Exercise passage >>
-=-=-=-=-
Hygiene Myths vs. Reality

Myth: Medieval people were dirty and never bathed. Reality: They actually valued cleanliness, just not in the way we do.

Public bathhouses (stews) were very popular in medieval cities until the spread of Syphilis in the 16th century forced them to close. In castles, the Lord and Lady would bathe in wooden tubs lined with linen sheets (to avoid splinters), with water heated over the kitchen fire. They used soap made from animal fat, ash, and scented herbs.

However, “germ theory” didn’t exist. They believed bad smells (miasma) caused disease. So, they would throw sweet-smelling herbs like lavender, meadowsweet, and rosemary on the floor to mask the stench, thinking this protected them from sickness. Ironically, the filthy conditions of the garderobe shafts often contaminated the castle’s well water, leading to Dysentery—the number one killer of medieval armies. King Henry V, the hero of Agincourt, died of dysentery (then called the “bloody flux”) at the height of his power, proving that a microorganism is deadlier than a French knight.

Medieval Pharmacy: The Cure was the Disease

In a bizarre twist, human and animal waste was not just a nuisance; it was a resource. Medieval medicine, based on the theory of the Four Humors, often used excrement in its cures.

  • Eagle Dung: Was used to ease the pain of childbirth.
  • Dove Droppings: Were mixed with honey and applied to the eyes to cure blindness (please do not try this).
  • Urine: Was used as an antiseptic for cleaning wounds (which actually works, as urine is sterile when it leaves the body) and for bleaching wool.

The “Privy Garden”

There is a dark irony in castle gardening. The most beautiful, lush, and greenest grass in the castle grounds was often found at the base of the garderobe tower. The “Privy Garden” was improved by the constant supply of rich, organic fertilizer dropping from above. While the Lord and Lady might stroll there to admire the flowers, they were essentially walking in their own compost. This cycle of nutrients—from the Great Hall, through the body, into the moat, and back into the soil—was the unintended ecosystem of the castle.
-=-=-=-=-
Excerpted data >>
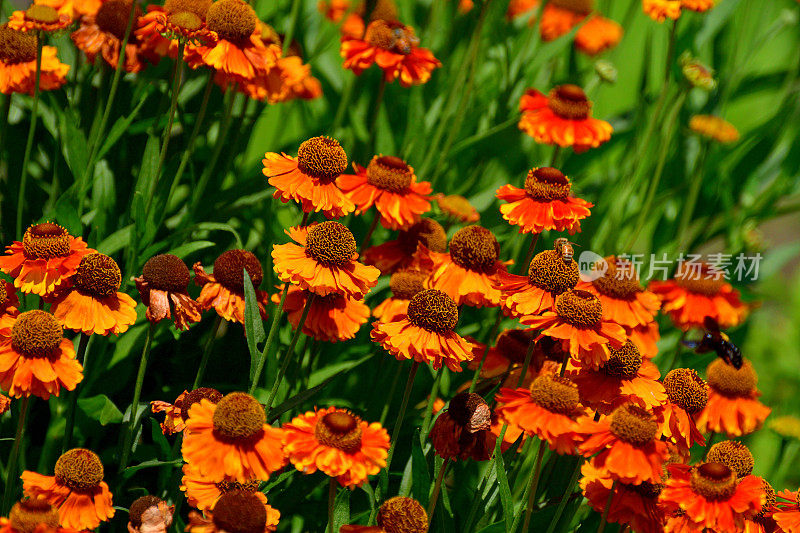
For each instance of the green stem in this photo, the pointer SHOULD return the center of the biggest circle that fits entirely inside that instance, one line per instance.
(289, 354)
(11, 466)
(31, 132)
(137, 392)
-=-=-=-=-
Questions on the material >>
1. Answer these questions using the text on medieval hygiene.
(a) What forced the public bathhouses in medieval cities to close?
(b) By what name was dysentery known at the time King Henry V died of it?
(c) Where in the castle grounds was the greenest grass often found?
2. List every herb that the text on medieval hygiene mentions by name.
The material comes from a source unrelated to the text on medieval hygiene.

Answers to this exercise >>
1.
(a) The spread of Syphilis in the 16th century.
(b) The "bloody flux."
(c) At the base of the garderobe tower.

2. Lavender, meadowsweet, rosemary